--- start of Supplied data ---

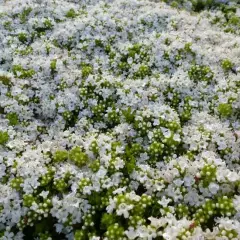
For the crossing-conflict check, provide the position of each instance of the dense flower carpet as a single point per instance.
(119, 119)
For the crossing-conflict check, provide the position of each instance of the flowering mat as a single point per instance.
(119, 119)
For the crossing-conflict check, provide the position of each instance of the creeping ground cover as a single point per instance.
(119, 119)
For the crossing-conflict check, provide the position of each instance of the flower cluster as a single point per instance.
(119, 119)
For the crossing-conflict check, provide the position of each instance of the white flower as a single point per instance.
(123, 209)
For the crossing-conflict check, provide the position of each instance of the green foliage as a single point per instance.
(60, 156)
(200, 73)
(22, 73)
(78, 156)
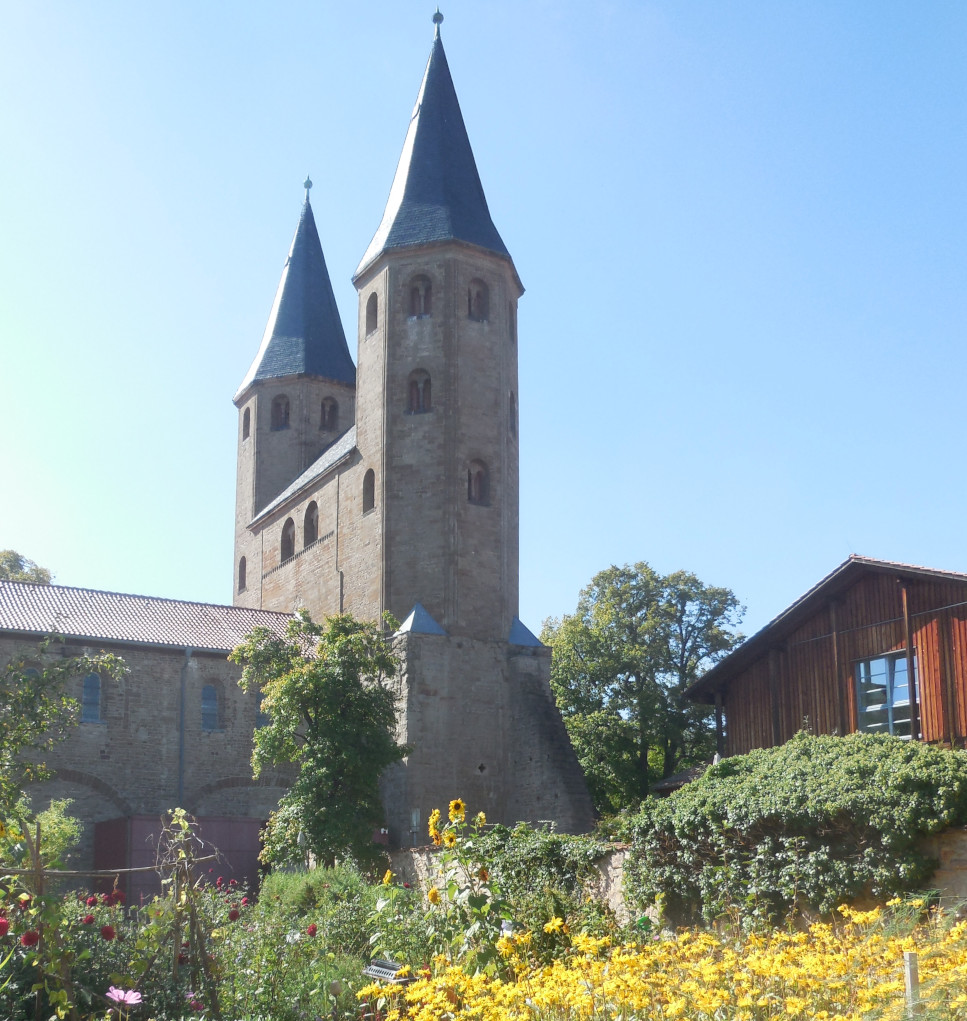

--- end of Supplied data ---

**Problem details**
Rescale all of the items above by rewriting every line, requests included, with each point coordinate in the answers multiplied by 1.8 and rounded to a whole number, halves rounding up. Leave the pictures out of the answer.

**Finished answer**
For the crossing-conflict check, provide the position of each instance of the dense flower carpet as a single point per instance.
(214, 214)
For the crossing-conflict check, provide the position of each instance of the flowering mat as a single point per instance.
(214, 214)
For the crossing-conflict check, provide the position of each instance of the creeping ground cover as a single point per instance.
(214, 214)
For the crossing-conflict check, provide the position of each instance of the flower cluster as a single point per instance.
(214, 214)
For the crossing-conflict check, provide the position of each instance of the white flower as a single point per instance.
(221, 376)
For the crossing-conflict check, provide the position of each instance of the green foliage as a single point per instance.
(108, 281)
(360, 131)
(40, 131)
(140, 281)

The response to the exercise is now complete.